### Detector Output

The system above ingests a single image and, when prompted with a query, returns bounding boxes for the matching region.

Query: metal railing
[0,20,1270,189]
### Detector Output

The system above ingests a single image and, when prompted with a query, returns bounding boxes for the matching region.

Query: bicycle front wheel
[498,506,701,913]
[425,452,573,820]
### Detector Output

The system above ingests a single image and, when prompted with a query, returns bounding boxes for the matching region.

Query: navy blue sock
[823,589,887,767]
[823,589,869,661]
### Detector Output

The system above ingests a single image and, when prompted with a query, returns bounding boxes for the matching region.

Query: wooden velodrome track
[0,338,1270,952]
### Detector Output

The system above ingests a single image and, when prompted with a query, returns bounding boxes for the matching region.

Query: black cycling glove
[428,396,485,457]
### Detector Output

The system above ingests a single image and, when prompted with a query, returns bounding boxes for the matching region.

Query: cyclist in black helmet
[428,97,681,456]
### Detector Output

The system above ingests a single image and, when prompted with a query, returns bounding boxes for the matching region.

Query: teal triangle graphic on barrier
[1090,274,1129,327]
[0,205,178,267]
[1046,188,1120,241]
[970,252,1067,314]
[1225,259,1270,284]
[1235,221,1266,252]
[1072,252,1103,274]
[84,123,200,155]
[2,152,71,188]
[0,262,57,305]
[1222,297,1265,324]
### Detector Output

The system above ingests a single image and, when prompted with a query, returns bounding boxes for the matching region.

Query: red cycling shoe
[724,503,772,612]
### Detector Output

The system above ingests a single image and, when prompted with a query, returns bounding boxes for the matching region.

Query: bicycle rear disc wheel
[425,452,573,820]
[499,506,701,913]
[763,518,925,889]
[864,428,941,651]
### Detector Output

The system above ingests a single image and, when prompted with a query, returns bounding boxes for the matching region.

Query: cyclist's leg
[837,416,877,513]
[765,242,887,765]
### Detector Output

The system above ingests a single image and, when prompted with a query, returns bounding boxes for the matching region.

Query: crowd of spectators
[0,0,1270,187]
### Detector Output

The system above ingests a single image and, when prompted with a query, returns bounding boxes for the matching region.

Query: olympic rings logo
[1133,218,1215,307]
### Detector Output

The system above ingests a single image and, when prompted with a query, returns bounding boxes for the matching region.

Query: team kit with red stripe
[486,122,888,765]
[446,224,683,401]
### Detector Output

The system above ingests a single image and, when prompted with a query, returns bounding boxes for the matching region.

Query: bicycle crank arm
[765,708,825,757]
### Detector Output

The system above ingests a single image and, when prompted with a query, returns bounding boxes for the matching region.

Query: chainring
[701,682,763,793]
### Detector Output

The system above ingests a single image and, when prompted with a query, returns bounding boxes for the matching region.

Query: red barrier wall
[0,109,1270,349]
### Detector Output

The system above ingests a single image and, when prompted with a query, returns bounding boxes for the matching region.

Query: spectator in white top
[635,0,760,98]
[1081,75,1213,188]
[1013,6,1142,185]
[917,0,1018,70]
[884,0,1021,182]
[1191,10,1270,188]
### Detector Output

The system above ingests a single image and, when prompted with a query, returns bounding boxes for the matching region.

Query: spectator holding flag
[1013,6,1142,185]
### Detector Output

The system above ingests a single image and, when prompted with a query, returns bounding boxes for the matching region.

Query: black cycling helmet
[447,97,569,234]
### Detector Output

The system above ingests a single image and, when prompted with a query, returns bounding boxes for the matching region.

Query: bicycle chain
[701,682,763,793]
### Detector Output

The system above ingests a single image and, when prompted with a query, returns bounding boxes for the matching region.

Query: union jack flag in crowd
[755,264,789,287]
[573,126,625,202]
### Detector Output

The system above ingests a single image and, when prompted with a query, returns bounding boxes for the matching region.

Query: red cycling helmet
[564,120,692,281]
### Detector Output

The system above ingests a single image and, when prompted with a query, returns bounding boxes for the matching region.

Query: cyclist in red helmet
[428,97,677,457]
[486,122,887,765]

[Exercise] Scale the rows from the first line through the line containing "[724,503,772,612]", both included: reproduce every line, leaving all other text unchanged, with each bounding-box coordinate multiplied by 1.75 and rounded to a whole number, halves rounding up.

[Solution to this task]
### Detector Output

The system above ingests a single image and, when prompted with a query, returns bounding boxes for the matching region.

Query: metal railing
[0,35,2223,331]
### Detector Output

The system above ingests a single image and, when prompted with a query, returns bounding boxes for the matching region.

Query: bicycle front wheel
[872,886,1227,1598]
[744,791,1003,1435]
### Detector Output

The system above ingests a single image and, when prompted with a query, returns bounding boxes for the matching region.

Query: navy blue sock
[1440,1031,1552,1342]
[1440,1031,1521,1157]
### Detector Output

The system above ingests a single image and, when prompted with a query, returns bounding boxes for the matching region.

Query: wooden velodrome track
[0,592,2223,1666]
### Detector Output

The system above ingests a single image and, when prompted with a query, returns bounding boxes for the matching region.

Query: black cycling glove
[749,693,849,800]
### Detector Output

The system above ingests a single image and, when prompted with a query, returns bounding boxes for the matching region.

Query: cyclist in black helmet
[749,170,1192,798]
### Detector Output

The system above ingests a single image and, when prompted with a query, returns bounding boxes for the matching region.

Query: teal triangle graphic on barrier
[1908,480,1976,572]
[0,359,312,467]
[1831,329,1960,422]
[1698,441,1867,550]
[2144,453,2223,497]
[2161,387,2216,441]
[1876,441,1930,480]
[147,215,350,271]
[4,266,124,329]
[0,459,100,534]
[2139,520,2214,567]
### Detector Output

The system above ingests a single image and, when prompted with a query, returns bounding boxes for the matching region.

Query: red cycling shoe
[1267,880,1351,1071]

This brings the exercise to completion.